### LISTED RECORDS
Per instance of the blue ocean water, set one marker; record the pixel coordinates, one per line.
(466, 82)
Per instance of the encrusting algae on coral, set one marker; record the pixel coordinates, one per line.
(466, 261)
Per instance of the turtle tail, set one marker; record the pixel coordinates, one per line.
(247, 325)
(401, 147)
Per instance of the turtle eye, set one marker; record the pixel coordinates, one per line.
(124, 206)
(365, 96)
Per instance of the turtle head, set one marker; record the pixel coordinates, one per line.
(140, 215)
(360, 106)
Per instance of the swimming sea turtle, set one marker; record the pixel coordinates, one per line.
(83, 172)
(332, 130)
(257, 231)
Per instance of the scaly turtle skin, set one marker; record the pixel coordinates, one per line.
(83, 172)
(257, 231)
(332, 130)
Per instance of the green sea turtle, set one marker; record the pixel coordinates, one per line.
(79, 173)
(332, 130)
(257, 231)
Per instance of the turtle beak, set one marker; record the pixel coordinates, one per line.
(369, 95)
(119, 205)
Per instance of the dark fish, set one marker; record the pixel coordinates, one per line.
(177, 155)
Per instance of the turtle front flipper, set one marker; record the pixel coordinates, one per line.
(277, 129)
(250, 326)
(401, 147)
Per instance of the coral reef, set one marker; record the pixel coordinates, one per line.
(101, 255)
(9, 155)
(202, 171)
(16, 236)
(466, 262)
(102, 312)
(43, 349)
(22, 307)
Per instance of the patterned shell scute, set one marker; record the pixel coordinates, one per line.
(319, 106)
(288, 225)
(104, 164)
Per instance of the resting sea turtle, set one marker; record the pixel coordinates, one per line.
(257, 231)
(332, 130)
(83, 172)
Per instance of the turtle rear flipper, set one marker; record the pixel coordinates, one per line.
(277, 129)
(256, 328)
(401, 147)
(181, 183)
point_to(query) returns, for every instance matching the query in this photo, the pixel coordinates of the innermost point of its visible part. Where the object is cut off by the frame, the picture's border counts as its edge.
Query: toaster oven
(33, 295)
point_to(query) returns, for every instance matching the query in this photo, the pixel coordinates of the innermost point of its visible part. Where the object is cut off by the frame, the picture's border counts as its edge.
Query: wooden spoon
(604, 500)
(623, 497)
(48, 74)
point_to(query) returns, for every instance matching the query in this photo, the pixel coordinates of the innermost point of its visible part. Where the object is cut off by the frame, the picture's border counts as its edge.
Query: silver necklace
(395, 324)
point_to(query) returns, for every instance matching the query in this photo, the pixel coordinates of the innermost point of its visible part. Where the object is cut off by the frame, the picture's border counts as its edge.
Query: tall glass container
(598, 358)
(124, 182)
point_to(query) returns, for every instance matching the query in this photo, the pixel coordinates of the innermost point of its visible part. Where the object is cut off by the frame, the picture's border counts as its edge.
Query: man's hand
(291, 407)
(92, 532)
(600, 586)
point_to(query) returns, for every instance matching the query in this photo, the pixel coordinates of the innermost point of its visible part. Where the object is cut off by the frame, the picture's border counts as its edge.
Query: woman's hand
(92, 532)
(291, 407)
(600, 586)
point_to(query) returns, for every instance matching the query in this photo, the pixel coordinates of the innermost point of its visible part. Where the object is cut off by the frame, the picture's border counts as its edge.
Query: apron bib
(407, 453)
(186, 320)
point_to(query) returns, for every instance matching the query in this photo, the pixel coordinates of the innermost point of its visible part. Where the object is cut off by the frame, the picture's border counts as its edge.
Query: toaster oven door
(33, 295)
######
Every entry above must be reproduced exactly.

Per instance of the blue ocean water, set one marker; record the pixel coordinates, one per line.
(466, 82)
Per instance of the encrusting algae on coral, set one marker; record the pixel coordinates, one per line.
(466, 261)
Per instance of the turtle tail, set one marker; record the pixel coordinates, one per line.
(247, 325)
(401, 147)
Per instance of the turtle eye, set one marker; record the pixel coordinates, one per line.
(124, 206)
(365, 96)
Per instance of the turtle head, set one marker; record the pixel coordinates, one per line.
(140, 215)
(360, 106)
Per instance of the swimming sea turtle, set one marker; record the pixel coordinates, one per line.
(83, 172)
(332, 130)
(257, 231)
Per instance of the scaly turtle skin, set one marker; record the pixel coordinates, one per line.
(83, 172)
(257, 231)
(332, 130)
Per instance of the green sea turtle, set one marker; record the pixel coordinates, one per line.
(79, 173)
(332, 130)
(257, 231)
Per instance of the turtle beak, set one marker; record the pixel coordinates, one per line.
(369, 95)
(119, 205)
Per instance of the dark fish, set one marker; record the pixel coordinates, one per line.
(177, 155)
Per instance of the turtle front flipper, set one marker; record the pixel coordinates, one per line.
(277, 129)
(250, 326)
(401, 147)
Per instance of the coral reef, set one marker; record the pixel coordinates, one per line.
(101, 255)
(9, 155)
(202, 171)
(16, 236)
(466, 262)
(102, 312)
(43, 349)
(22, 307)
Per instance of the patterned shell scute, set one marker; record the pixel coordinates, one per line.
(319, 106)
(288, 225)
(104, 164)
Per instance of the resting sea turtle, set one marker; record the pixel coordinates, one per line.
(257, 231)
(332, 130)
(83, 172)
Per instance of the turtle rear flipper, set one marker; record the pixel coordinates, one per line.
(277, 129)
(256, 328)
(401, 147)
(181, 183)
point_to(query) returns, for every instance matching the query in this photo, the pixel coordinates of the innermost point of its visible part. Where the object is cut off by the frame, the picture's border counts as its edge.
Query: toaster oven
(33, 295)
point_to(query) returns, for every instance matching the query in this photo, the pixel coordinates of the innermost point of its visible part. Where the object is cut off by the frame, the picture's border counts as its edge.
Query: wooden spoon
(604, 500)
(623, 497)
(48, 74)
point_to(query) returns, for every instance matching the query in this photo, the pixel coordinates of the innermost point of its visible part. Where the object is cut off by the frame, the picture's border counts as its edge.
Query: silver necklace
(395, 324)
point_to(query) returns, for every instance matching the query in this photo, the pixel coordinates of the innermost point of its visible part. Where the object is cut off by the frame, the picture's border counts as its edge.
Query: tall glass container
(598, 358)
(124, 182)
point_to(query) returns, for every instance matching the query in this photo, the pixel coordinates of the innermost point of its visible part. Where the object is cut off by the frame, the picture's border counts as its edge.
Query: man's hand
(291, 407)
(92, 532)
(600, 586)
point_to(query) returns, for every instance matching the query in this photo, the pixel coordinates of the innermost point of its visible part. Where the object is cut off by the frame, the picture's border counts as its edge.
Query: woman's hand
(92, 532)
(291, 407)
(600, 586)
point_to(query) returns, for every instance matching the query in this photo, the pixel coordinates of the innermost point of its visible part. Where the object is cut off by the frame, the picture's border counts as its edge.
Query: apron bib
(407, 453)
(186, 320)
point_to(query) returns, for every instance matching the query in this photo, the pixel coordinates of the innermost point of its visible part. Where the object is cut off by the frame, the picture's border counts as its edge.
Query: toaster oven door
(33, 295)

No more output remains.